*Problem description*:
Repeat nothing but the lines below running from the one containing "box: [0, 0, 240, 163]" to the one containing "box: [526, 61, 608, 99]". Keep both end lines.

--------

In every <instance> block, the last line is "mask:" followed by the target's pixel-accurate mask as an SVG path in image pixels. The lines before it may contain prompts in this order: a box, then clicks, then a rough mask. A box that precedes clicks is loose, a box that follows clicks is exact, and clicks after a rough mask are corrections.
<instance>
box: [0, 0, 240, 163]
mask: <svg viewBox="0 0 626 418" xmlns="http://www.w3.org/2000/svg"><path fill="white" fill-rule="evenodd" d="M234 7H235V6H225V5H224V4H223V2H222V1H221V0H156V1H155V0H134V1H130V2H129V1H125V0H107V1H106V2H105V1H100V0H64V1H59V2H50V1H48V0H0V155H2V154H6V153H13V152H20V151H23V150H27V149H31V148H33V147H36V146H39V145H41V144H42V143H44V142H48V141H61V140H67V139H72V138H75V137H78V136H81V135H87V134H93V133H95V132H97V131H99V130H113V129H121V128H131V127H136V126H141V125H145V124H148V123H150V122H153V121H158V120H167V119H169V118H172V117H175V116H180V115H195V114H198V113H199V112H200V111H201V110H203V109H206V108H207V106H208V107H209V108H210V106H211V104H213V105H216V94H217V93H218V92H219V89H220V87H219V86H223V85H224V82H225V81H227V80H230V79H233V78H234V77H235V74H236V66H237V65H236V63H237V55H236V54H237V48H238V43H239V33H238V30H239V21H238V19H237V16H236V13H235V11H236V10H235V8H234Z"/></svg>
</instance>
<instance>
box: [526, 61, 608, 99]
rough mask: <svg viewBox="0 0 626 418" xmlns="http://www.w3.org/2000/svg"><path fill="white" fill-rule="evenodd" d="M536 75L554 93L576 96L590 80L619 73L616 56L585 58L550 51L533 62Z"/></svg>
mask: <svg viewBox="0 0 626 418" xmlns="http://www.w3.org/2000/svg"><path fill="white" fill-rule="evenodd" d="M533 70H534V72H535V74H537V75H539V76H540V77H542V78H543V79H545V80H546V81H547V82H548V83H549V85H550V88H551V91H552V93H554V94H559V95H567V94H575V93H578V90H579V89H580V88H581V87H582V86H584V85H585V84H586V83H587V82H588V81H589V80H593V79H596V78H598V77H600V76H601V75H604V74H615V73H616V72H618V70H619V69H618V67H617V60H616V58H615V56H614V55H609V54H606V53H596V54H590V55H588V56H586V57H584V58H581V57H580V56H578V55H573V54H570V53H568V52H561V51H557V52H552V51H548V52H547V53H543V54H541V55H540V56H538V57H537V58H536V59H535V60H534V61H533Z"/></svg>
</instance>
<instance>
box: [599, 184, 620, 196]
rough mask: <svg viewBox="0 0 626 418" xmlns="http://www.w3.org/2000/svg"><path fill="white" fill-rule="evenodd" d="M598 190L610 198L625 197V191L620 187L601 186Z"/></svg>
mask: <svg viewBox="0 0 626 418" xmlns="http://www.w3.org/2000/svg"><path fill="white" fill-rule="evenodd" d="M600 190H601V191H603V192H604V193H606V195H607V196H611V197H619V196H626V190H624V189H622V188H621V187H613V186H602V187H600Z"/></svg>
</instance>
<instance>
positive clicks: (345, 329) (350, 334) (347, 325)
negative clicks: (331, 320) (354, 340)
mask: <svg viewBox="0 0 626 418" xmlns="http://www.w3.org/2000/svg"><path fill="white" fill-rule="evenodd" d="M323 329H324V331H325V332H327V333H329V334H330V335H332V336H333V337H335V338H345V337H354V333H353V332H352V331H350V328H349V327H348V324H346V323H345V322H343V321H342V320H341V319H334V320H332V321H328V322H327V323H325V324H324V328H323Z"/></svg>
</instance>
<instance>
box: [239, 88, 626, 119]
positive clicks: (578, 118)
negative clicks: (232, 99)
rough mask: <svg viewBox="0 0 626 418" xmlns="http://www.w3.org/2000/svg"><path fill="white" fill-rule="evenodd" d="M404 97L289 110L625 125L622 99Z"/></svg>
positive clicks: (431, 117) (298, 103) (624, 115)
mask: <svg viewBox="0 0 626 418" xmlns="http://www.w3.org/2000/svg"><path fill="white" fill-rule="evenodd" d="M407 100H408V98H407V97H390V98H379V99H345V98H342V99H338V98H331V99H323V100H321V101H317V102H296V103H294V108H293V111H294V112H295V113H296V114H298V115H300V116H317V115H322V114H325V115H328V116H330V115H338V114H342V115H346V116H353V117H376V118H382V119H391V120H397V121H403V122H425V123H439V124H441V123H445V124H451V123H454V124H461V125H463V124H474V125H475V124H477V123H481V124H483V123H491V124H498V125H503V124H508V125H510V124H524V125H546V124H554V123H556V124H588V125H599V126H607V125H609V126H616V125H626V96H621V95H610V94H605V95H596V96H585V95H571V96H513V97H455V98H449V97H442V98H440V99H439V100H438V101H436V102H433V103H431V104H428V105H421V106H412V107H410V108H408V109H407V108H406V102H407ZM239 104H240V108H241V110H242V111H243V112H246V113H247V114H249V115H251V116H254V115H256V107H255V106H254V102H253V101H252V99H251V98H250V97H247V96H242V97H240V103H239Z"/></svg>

--------

*Solution to the problem*:
box: [0, 0, 240, 163]
mask: <svg viewBox="0 0 626 418" xmlns="http://www.w3.org/2000/svg"><path fill="white" fill-rule="evenodd" d="M234 7H235V6H225V5H224V4H223V2H222V1H221V0H156V1H155V0H134V1H130V2H129V1H125V0H107V1H106V2H105V1H100V0H64V1H59V2H50V1H48V0H0V155H2V154H6V153H13V152H20V151H23V150H27V149H31V148H33V147H36V146H39V145H41V144H42V143H44V142H48V141H61V140H67V139H72V138H75V137H78V136H81V135H87V134H93V133H95V132H97V131H99V130H113V129H121V128H131V127H136V126H141V125H145V124H148V123H150V122H153V121H158V120H167V119H169V118H172V117H175V116H180V115H195V114H198V113H199V112H200V111H201V110H203V109H206V108H207V106H208V107H209V108H210V106H211V104H213V105H216V94H217V93H218V92H219V89H220V87H219V86H223V85H224V82H225V81H227V80H230V79H233V78H234V77H235V74H236V66H237V65H236V63H237V55H236V54H237V48H238V43H239V33H238V30H239V21H238V19H237V16H236V13H235V11H236V10H235V8H234Z"/></svg>
</instance>
<instance>
box: [526, 61, 608, 99]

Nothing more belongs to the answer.